- Action item A: According to the text on ion propulsion, how much fuel does the Dawn spacecraft's tank hold?
- Action item B: Carry on the text on ion propulsion from its last sentence.

- Reading text:
**********
Obeying the law of electrical affinity, the ions emerging out of chamber make a beeline toward the accelerator. Sandwiched in the vanishingly narrow zone between the two electrodes, they are then sped up by an electrical field. The higher the voltage applied, the more powerful is the thrust generated.
Electrical propulsion, being a lot more fuel-efficient than its chemical cousin—as much as by 10 times—allows a spacecraft to be smaller, lighter, and economical. With the pedal to the metal, the Dawn engines consume only about half a teaspoon of fuel. Its tank holds 937 pounds.
Also, it’s free of the risk of explosion. Xenon is a non-combustible element. It poses no radiation hazard either.
Capable, in theory, of traveling at speeds over 200,000 m.p.h., an ion engine-powered spaceship would beat the Space Shuttle, with could go as fast as 18,000 m.p.h., hands down.
But this swiftness comes at a price: slow acceleration. That’s to say that it’d acquire this phenomenal speed at a far more leisurely pace.
A single Dawn engine, translates about 2,300 watts of electrical power—what two-and-a-half hair dryers would drink up, going non-stop—into 0.02 pounds of thrust as compared to anywhere between 100 and 500 pounds, as provided by a chemical rocket. At that rate, it’d take four days to move from standstill to 60 m.p.h.
Granted, an ion engine won’t zoom off like a Delta II rocket (which carried it into space). For that reason, it couldn’t be used to launch from the Earth’s surface. It simply, wouldn’t be able to escape its gravitational grip.
But once in vacuum, it’ll far outshine its chemical counterpart, which does offer more puissance, but only in short bursts. Where the latter will have to coast (fly, without power) till the next boost, an ion engine will run continually, at a gentle pace, over a prolonged period, and like the tortoise, will leave the bunny in dust. Such spaceships make excellent candidates for long-haul odysseys.
Over the course of its journey, Dawn is expected to ratchet up its speed to about 25,000 m.p.h., which surpasses what any previous vessel has been able to achieve independently, after cutting cord with its launch vehicle.
NASA Glenn is presently working on the next generation of this technology: NEXT (short for NASA Evolutionary Xenon Thruster). At 12 inches deep and 20 inches across, it’ll be bigger, and have a correspondingly greater ballast. It should be ready to roll out at the end of the decade or early, the next, said Patterson.
**********
- Material supplied:
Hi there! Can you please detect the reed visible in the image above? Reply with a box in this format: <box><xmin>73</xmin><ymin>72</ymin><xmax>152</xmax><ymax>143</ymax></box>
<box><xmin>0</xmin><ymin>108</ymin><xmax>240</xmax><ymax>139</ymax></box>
**********
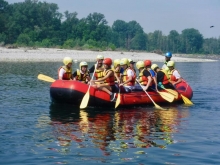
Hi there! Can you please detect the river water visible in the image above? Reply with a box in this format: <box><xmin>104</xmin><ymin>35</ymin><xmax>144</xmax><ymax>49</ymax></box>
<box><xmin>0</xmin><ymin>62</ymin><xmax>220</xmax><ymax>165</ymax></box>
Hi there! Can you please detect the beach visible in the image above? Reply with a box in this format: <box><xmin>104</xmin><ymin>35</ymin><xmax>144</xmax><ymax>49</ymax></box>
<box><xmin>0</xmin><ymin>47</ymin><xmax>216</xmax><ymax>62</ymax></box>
**********
- Answer A: 937 pounds.

- Answer B:
NASA Glenn has been working on electric propulsion since the 1950s. NASA physicist, Harold Kaufman, designed and built the very first ion engine, in 1959. In 1964, the research center sent it on a suborbital spin on the Space Electric Rocket Test I. It returned home after a successful 30-minute run.
The earlier models used mercury or cesium. But neither was easy to work with. Both had to be heated to turn them into gases over and above being messy and environmentally unsafe.
In the early 1990s, Glenn partnered with the Jet Propulsion Laboratory in the NSTAR (acronym for NASA Solar Electric Propulsion Technology Application Readiness) project to develop a xenon-based electric propulsion system.
In 1997, HRL Laboratories—an aerospace think-tank, now owned by General Motors and Boeing—was the first to equip a geostationary commercial satellite with such an engine with some help from NASA.
Deep Space 1, which lifted off in October, 1998, became the first NASA spaceflight to be powered by it. Dawn inherited the same know-how.
In the future, if such spaceships were to embark on interstellar trips, they’d need to strap on a nuclear reactor—for once they stepped beyond the toasty sphere of the Sun, they’d be out in the cold, literally.
Those waiting to hear whether that will happen soon, are asked not to hold their breaths. For now, the technology will be deployed in keeping commercial satellites in their designated orbits around Earth, and for robotic science expeditions within the solar system.